---- GIVEN DATA
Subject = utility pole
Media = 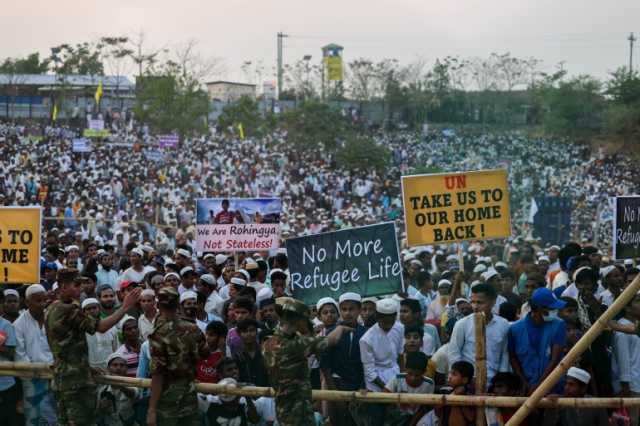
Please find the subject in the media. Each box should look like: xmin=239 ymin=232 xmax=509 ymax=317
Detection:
xmin=627 ymin=33 xmax=637 ymax=75
xmin=276 ymin=32 xmax=289 ymax=100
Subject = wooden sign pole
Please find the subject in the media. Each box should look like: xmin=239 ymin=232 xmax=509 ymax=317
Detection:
xmin=505 ymin=275 xmax=640 ymax=426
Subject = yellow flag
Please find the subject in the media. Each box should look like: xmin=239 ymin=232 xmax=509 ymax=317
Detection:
xmin=93 ymin=81 xmax=102 ymax=105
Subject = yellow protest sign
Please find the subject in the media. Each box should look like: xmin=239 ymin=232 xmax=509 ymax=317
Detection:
xmin=0 ymin=207 xmax=42 ymax=284
xmin=402 ymin=170 xmax=511 ymax=247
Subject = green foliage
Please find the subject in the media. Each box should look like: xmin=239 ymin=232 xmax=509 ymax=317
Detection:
xmin=49 ymin=43 xmax=104 ymax=75
xmin=0 ymin=52 xmax=49 ymax=74
xmin=532 ymin=73 xmax=605 ymax=135
xmin=218 ymin=96 xmax=264 ymax=137
xmin=336 ymin=133 xmax=391 ymax=171
xmin=135 ymin=62 xmax=209 ymax=137
xmin=280 ymin=100 xmax=348 ymax=151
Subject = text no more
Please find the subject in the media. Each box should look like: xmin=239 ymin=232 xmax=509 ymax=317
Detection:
xmin=291 ymin=239 xmax=401 ymax=292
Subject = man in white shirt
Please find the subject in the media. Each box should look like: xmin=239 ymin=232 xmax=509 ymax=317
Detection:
xmin=359 ymin=299 xmax=404 ymax=425
xmin=611 ymin=295 xmax=640 ymax=425
xmin=449 ymin=284 xmax=509 ymax=383
xmin=13 ymin=284 xmax=56 ymax=425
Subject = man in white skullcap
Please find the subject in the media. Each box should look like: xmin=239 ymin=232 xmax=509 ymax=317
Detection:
xmin=2 ymin=288 xmax=20 ymax=323
xmin=360 ymin=298 xmax=404 ymax=424
xmin=13 ymin=284 xmax=56 ymax=425
xmin=541 ymin=367 xmax=610 ymax=426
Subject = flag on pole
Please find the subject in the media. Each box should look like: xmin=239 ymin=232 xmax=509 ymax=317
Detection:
xmin=93 ymin=81 xmax=102 ymax=105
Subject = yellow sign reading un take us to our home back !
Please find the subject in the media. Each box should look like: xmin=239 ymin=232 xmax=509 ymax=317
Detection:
xmin=402 ymin=169 xmax=511 ymax=247
xmin=0 ymin=207 xmax=42 ymax=284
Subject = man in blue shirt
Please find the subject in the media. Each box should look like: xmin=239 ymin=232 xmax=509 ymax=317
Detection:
xmin=509 ymin=287 xmax=567 ymax=394
xmin=320 ymin=292 xmax=367 ymax=425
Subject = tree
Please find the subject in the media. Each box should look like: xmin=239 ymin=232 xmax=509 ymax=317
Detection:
xmin=134 ymin=61 xmax=209 ymax=137
xmin=336 ymin=133 xmax=391 ymax=172
xmin=281 ymin=100 xmax=349 ymax=151
xmin=218 ymin=96 xmax=265 ymax=136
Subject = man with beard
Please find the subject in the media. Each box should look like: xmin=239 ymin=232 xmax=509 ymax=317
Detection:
xmin=147 ymin=287 xmax=208 ymax=426
xmin=13 ymin=284 xmax=56 ymax=425
xmin=96 ymin=284 xmax=116 ymax=318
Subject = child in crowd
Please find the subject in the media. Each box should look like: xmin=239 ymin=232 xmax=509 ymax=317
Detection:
xmin=96 ymin=353 xmax=140 ymax=426
xmin=384 ymin=351 xmax=435 ymax=425
xmin=440 ymin=361 xmax=476 ymax=426
xmin=196 ymin=321 xmax=227 ymax=383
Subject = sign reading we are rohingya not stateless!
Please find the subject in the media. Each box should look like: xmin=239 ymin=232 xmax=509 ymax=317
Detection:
xmin=196 ymin=198 xmax=282 ymax=252
xmin=402 ymin=170 xmax=511 ymax=247
xmin=286 ymin=222 xmax=404 ymax=304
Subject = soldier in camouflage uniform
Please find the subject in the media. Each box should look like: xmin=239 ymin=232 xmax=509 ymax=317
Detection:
xmin=147 ymin=286 xmax=209 ymax=426
xmin=45 ymin=269 xmax=140 ymax=426
xmin=263 ymin=297 xmax=351 ymax=426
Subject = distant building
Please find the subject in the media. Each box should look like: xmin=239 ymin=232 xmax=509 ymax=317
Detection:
xmin=207 ymin=81 xmax=256 ymax=103
xmin=0 ymin=74 xmax=135 ymax=118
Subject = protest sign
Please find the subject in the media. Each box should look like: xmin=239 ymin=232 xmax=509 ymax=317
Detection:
xmin=87 ymin=119 xmax=104 ymax=130
xmin=402 ymin=170 xmax=511 ymax=246
xmin=0 ymin=207 xmax=42 ymax=284
xmin=82 ymin=129 xmax=111 ymax=138
xmin=196 ymin=198 xmax=282 ymax=252
xmin=158 ymin=135 xmax=180 ymax=148
xmin=613 ymin=195 xmax=640 ymax=260
xmin=287 ymin=222 xmax=404 ymax=304
xmin=71 ymin=138 xmax=91 ymax=152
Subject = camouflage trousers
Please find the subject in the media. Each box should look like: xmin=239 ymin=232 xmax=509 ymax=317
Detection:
xmin=22 ymin=379 xmax=56 ymax=426
xmin=53 ymin=386 xmax=97 ymax=426
xmin=156 ymin=382 xmax=200 ymax=426
xmin=275 ymin=388 xmax=315 ymax=426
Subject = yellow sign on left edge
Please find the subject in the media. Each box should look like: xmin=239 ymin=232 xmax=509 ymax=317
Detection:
xmin=0 ymin=207 xmax=42 ymax=284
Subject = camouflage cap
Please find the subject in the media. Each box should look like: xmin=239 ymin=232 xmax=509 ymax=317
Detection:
xmin=158 ymin=285 xmax=180 ymax=300
xmin=276 ymin=297 xmax=311 ymax=319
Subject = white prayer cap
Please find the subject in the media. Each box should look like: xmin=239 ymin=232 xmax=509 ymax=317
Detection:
xmin=180 ymin=290 xmax=198 ymax=303
xmin=438 ymin=280 xmax=452 ymax=288
xmin=80 ymin=297 xmax=100 ymax=309
xmin=316 ymin=297 xmax=338 ymax=311
xmin=600 ymin=265 xmax=616 ymax=279
xmin=107 ymin=352 xmax=127 ymax=365
xmin=176 ymin=249 xmax=191 ymax=258
xmin=24 ymin=284 xmax=47 ymax=299
xmin=256 ymin=287 xmax=273 ymax=305
xmin=376 ymin=299 xmax=398 ymax=315
xmin=567 ymin=367 xmax=591 ymax=385
xmin=140 ymin=288 xmax=156 ymax=297
xmin=3 ymin=288 xmax=20 ymax=299
xmin=238 ymin=269 xmax=251 ymax=281
xmin=482 ymin=268 xmax=499 ymax=282
xmin=473 ymin=263 xmax=487 ymax=274
xmin=231 ymin=277 xmax=247 ymax=287
xmin=200 ymin=274 xmax=216 ymax=285
xmin=338 ymin=291 xmax=362 ymax=303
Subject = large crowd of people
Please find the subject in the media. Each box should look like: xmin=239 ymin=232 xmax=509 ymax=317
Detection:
xmin=0 ymin=120 xmax=640 ymax=426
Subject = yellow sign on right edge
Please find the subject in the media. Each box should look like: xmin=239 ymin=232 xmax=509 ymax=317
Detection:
xmin=402 ymin=169 xmax=511 ymax=247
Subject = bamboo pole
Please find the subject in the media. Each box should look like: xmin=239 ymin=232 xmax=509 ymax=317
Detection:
xmin=473 ymin=312 xmax=487 ymax=426
xmin=505 ymin=275 xmax=640 ymax=426
xmin=0 ymin=362 xmax=640 ymax=408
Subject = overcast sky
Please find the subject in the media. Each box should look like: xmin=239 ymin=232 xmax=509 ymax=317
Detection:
xmin=0 ymin=0 xmax=640 ymax=79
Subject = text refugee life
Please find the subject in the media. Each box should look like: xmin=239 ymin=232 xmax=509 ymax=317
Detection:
xmin=291 ymin=239 xmax=401 ymax=291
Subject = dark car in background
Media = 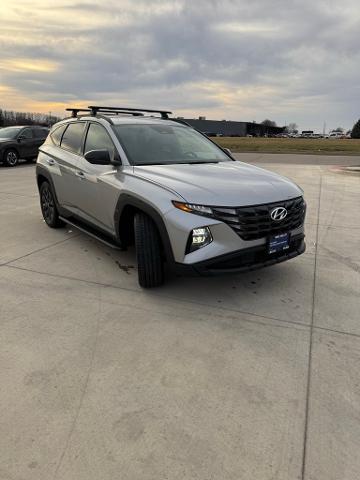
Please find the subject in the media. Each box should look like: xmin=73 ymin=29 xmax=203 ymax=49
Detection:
xmin=0 ymin=125 xmax=49 ymax=167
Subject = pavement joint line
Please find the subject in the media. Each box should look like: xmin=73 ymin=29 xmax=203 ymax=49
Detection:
xmin=0 ymin=234 xmax=80 ymax=267
xmin=1 ymin=265 xmax=360 ymax=338
xmin=314 ymin=325 xmax=360 ymax=339
xmin=3 ymin=265 xmax=310 ymax=328
xmin=53 ymin=290 xmax=102 ymax=480
xmin=301 ymin=172 xmax=322 ymax=480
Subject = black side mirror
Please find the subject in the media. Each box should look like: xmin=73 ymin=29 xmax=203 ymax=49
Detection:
xmin=85 ymin=150 xmax=111 ymax=165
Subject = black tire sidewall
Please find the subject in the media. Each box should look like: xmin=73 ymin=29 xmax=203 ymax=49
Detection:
xmin=3 ymin=148 xmax=19 ymax=167
xmin=39 ymin=182 xmax=64 ymax=228
xmin=134 ymin=212 xmax=164 ymax=288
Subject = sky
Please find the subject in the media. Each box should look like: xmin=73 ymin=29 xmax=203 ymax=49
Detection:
xmin=0 ymin=0 xmax=360 ymax=131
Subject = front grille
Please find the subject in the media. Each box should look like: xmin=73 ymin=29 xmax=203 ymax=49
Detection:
xmin=211 ymin=197 xmax=306 ymax=240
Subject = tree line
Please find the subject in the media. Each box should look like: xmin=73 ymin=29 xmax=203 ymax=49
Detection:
xmin=0 ymin=108 xmax=60 ymax=127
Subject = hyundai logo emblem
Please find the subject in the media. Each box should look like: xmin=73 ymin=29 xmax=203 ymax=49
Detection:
xmin=270 ymin=207 xmax=287 ymax=222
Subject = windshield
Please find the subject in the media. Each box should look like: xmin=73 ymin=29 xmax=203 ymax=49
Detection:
xmin=0 ymin=127 xmax=21 ymax=139
xmin=113 ymin=124 xmax=230 ymax=165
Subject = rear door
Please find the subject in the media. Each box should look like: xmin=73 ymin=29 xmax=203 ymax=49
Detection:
xmin=76 ymin=122 xmax=119 ymax=233
xmin=18 ymin=127 xmax=37 ymax=158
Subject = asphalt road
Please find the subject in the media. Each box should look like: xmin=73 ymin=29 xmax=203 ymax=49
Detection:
xmin=0 ymin=154 xmax=360 ymax=480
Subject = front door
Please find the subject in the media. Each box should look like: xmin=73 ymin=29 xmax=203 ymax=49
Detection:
xmin=76 ymin=123 xmax=119 ymax=234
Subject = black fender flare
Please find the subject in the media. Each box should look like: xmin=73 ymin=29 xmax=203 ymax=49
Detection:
xmin=114 ymin=193 xmax=175 ymax=264
xmin=36 ymin=164 xmax=69 ymax=216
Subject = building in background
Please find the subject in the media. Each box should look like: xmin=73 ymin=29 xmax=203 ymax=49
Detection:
xmin=179 ymin=117 xmax=285 ymax=137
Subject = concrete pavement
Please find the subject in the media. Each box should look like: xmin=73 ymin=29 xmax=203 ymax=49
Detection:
xmin=0 ymin=154 xmax=360 ymax=480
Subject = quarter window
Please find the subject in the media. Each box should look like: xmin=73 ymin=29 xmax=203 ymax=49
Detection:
xmin=50 ymin=123 xmax=67 ymax=147
xmin=85 ymin=123 xmax=115 ymax=156
xmin=61 ymin=122 xmax=85 ymax=153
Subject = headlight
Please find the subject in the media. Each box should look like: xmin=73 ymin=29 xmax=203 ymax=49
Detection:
xmin=185 ymin=227 xmax=213 ymax=253
xmin=172 ymin=201 xmax=213 ymax=217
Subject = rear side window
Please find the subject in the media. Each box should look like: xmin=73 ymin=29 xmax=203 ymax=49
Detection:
xmin=85 ymin=123 xmax=115 ymax=155
xmin=50 ymin=123 xmax=67 ymax=147
xmin=60 ymin=122 xmax=85 ymax=153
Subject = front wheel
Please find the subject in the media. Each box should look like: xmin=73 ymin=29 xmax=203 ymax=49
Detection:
xmin=3 ymin=149 xmax=19 ymax=167
xmin=40 ymin=182 xmax=65 ymax=228
xmin=134 ymin=213 xmax=164 ymax=288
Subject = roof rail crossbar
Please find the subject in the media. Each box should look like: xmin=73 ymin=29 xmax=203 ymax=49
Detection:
xmin=88 ymin=105 xmax=172 ymax=118
xmin=65 ymin=108 xmax=91 ymax=118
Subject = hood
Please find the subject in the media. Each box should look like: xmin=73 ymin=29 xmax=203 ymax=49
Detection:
xmin=134 ymin=161 xmax=302 ymax=207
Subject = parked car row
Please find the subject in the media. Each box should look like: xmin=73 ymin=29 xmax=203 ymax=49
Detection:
xmin=0 ymin=126 xmax=49 ymax=167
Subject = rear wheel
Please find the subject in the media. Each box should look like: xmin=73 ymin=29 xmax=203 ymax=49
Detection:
xmin=3 ymin=148 xmax=19 ymax=167
xmin=134 ymin=213 xmax=164 ymax=288
xmin=40 ymin=182 xmax=65 ymax=228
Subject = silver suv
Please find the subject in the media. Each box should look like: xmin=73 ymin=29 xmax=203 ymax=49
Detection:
xmin=36 ymin=106 xmax=306 ymax=287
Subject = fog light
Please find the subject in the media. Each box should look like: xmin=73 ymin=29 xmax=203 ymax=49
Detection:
xmin=186 ymin=227 xmax=213 ymax=253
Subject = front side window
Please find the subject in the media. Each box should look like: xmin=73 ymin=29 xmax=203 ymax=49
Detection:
xmin=113 ymin=124 xmax=230 ymax=165
xmin=61 ymin=122 xmax=85 ymax=153
xmin=20 ymin=128 xmax=33 ymax=138
xmin=0 ymin=127 xmax=21 ymax=140
xmin=84 ymin=123 xmax=115 ymax=156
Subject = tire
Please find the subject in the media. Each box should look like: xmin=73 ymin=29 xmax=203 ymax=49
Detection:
xmin=3 ymin=148 xmax=19 ymax=167
xmin=134 ymin=213 xmax=164 ymax=288
xmin=40 ymin=182 xmax=65 ymax=228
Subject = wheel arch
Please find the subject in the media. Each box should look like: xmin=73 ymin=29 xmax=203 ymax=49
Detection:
xmin=36 ymin=165 xmax=63 ymax=214
xmin=114 ymin=194 xmax=175 ymax=263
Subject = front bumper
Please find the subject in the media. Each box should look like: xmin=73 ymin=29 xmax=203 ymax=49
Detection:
xmin=175 ymin=234 xmax=306 ymax=275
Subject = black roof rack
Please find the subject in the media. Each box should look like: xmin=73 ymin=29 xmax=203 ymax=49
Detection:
xmin=65 ymin=108 xmax=91 ymax=118
xmin=88 ymin=105 xmax=172 ymax=118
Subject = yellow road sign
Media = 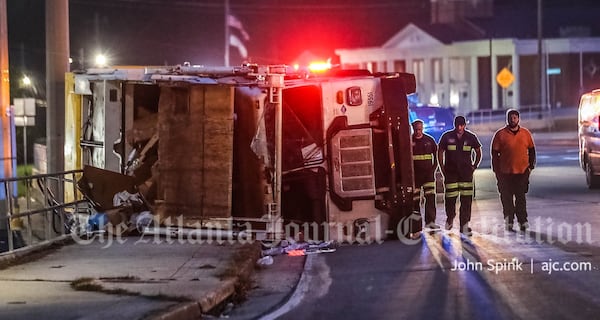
--------
#### REQUIREMENTS
Update the stretch of rows from the line containing "Subject = front grille" through the line containing "xmin=179 ymin=117 xmax=285 ymax=137" by replacing "asphalt road" with "paved road" and changing nothing else. Return only those lines.

#### THE SOLUTION
Subject = front grille
Please find the subject in the media. Each box should look like: xmin=73 ymin=29 xmax=203 ymax=49
Detection:
xmin=211 ymin=197 xmax=306 ymax=240
Subject = tree line
Please find the subject in the media. Each box should look like: xmin=73 ymin=29 xmax=203 ymax=49
Detection:
xmin=0 ymin=108 xmax=60 ymax=127
Subject = hyundai logo emblem
Please find the subject in the media. Each box should look like: xmin=73 ymin=29 xmax=203 ymax=49
Detection:
xmin=270 ymin=207 xmax=287 ymax=222
Subject = windshield
Please find the subject in the media. Each box should look like: xmin=73 ymin=29 xmax=203 ymax=49
Detection:
xmin=0 ymin=127 xmax=21 ymax=139
xmin=113 ymin=124 xmax=230 ymax=165
Subject = rear door
Please find the subject in the media. Each box should look like: xmin=73 ymin=29 xmax=203 ymax=49
Detection:
xmin=76 ymin=122 xmax=119 ymax=233
xmin=18 ymin=127 xmax=37 ymax=158
Subject = paved road
Please find the subject in the media. Each box should look like: xmin=73 ymin=29 xmax=203 ymax=49
Detection:
xmin=0 ymin=154 xmax=360 ymax=480
Subject = front door
Please find the subject in the media. Each box should look like: xmin=73 ymin=29 xmax=203 ymax=49
Detection:
xmin=76 ymin=123 xmax=119 ymax=234
Subject = black fender flare
Please find the subject in the media. Each box should look like: xmin=73 ymin=29 xmax=203 ymax=49
Detection:
xmin=114 ymin=193 xmax=175 ymax=264
xmin=36 ymin=164 xmax=69 ymax=216
Subject = building in background
Please find the subject in the media. Each box should look like: xmin=73 ymin=29 xmax=203 ymax=49
Detection:
xmin=179 ymin=117 xmax=285 ymax=137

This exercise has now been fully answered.